--- start RECORDS FOR THE EXERCISE ---
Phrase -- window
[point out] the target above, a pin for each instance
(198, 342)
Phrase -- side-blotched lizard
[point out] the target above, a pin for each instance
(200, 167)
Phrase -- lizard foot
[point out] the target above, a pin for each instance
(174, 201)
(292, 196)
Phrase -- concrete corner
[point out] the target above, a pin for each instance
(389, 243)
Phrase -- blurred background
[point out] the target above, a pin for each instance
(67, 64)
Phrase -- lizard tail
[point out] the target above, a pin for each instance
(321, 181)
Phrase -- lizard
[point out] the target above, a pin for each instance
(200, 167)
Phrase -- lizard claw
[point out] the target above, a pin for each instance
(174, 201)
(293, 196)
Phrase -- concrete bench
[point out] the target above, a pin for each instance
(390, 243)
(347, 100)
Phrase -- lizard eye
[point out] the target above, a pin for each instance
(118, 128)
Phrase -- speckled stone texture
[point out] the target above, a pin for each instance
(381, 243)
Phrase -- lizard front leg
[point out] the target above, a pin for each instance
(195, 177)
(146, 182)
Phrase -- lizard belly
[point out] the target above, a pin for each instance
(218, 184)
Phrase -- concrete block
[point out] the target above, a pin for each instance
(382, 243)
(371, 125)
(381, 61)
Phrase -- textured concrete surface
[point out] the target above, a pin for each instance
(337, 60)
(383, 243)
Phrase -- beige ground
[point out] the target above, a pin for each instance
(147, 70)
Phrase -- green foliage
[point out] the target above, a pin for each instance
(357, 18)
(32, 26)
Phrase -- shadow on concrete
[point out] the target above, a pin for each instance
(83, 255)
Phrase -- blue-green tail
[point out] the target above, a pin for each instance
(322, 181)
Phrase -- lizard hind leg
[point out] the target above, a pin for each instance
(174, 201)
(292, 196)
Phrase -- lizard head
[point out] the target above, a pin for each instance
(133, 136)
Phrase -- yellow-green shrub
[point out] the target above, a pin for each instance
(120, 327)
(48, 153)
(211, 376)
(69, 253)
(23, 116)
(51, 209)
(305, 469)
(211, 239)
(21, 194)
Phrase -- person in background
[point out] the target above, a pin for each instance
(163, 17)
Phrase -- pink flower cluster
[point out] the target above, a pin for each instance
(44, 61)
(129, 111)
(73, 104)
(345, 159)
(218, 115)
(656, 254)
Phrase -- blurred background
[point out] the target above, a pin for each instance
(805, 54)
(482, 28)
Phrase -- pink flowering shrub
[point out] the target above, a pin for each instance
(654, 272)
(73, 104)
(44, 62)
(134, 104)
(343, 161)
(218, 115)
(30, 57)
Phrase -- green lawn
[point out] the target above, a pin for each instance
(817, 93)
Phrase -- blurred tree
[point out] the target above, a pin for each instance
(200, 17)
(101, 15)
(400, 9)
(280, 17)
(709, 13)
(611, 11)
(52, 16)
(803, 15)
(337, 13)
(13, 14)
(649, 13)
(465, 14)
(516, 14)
--- end RECORDS FOR THE EXERCISE ---
--- start RECORDS FOR THE EXERCISE ---
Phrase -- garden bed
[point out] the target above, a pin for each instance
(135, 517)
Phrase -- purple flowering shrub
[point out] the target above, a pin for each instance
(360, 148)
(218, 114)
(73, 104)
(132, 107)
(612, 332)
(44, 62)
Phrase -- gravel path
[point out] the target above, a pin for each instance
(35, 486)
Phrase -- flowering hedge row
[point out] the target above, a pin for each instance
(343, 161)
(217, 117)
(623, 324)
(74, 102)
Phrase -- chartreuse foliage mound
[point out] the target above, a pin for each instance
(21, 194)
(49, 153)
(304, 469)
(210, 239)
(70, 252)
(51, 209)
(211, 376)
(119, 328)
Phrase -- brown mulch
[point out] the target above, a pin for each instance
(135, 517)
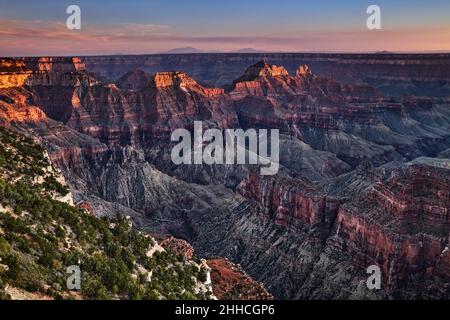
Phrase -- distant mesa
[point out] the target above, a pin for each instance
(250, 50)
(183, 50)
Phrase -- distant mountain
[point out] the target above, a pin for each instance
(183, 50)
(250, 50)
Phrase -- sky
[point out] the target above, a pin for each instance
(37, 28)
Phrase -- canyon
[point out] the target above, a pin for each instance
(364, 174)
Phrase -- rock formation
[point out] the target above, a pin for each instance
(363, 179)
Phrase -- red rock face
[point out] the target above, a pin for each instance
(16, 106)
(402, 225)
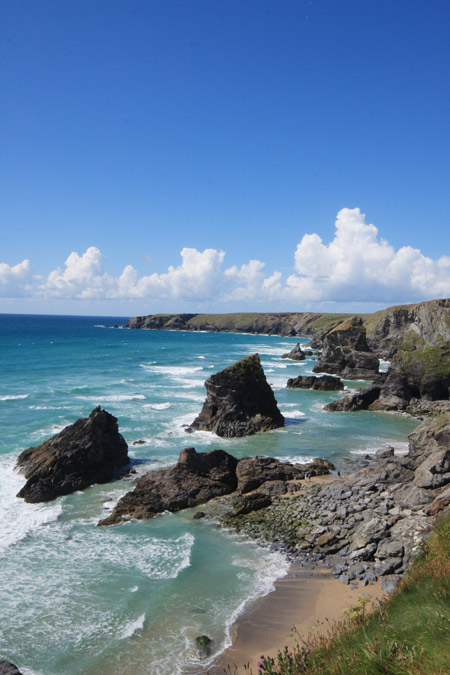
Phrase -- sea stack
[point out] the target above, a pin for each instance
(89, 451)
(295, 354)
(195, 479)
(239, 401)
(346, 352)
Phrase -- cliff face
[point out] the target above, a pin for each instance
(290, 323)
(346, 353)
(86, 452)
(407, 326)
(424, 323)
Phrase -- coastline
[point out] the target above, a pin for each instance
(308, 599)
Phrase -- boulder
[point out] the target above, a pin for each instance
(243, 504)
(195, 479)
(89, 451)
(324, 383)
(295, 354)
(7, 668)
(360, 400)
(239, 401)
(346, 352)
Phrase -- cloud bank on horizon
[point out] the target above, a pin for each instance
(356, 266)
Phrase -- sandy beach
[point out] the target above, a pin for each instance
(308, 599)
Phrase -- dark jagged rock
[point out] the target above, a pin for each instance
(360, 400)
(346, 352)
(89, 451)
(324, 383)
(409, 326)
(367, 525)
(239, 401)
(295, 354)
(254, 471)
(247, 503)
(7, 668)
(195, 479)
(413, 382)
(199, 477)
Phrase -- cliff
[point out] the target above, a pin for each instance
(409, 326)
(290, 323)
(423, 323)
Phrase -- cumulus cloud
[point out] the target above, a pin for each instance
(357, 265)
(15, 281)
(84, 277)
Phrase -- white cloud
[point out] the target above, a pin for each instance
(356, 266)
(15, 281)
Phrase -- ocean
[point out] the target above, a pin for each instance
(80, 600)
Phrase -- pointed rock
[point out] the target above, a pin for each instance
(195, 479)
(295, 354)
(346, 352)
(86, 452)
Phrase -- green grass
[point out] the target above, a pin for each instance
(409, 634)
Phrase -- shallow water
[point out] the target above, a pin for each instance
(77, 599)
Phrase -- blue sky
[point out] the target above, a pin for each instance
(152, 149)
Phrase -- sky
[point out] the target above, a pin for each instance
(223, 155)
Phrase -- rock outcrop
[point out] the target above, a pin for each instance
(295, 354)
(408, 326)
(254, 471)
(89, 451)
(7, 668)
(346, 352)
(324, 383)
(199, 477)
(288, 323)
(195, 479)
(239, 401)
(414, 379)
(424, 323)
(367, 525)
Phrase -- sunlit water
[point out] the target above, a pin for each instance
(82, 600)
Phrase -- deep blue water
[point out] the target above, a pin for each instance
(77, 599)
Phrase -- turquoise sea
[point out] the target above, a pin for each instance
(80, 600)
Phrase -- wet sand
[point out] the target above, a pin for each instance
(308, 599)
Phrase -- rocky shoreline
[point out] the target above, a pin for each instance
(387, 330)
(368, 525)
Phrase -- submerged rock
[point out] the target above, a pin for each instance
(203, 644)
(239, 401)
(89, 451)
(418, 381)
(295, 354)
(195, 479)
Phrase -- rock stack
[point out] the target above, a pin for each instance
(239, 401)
--- end RECORDS FOR THE EXERCISE ---
◆ TASK BRIEF: From the listing above, pull out every line that contains the word "cloud", matching case exactly.

◆ RESPONSE TO THE TASK:
Phrase -- cloud bank on horizon
Phrase -- cumulus cloud
Phrase -- white cloud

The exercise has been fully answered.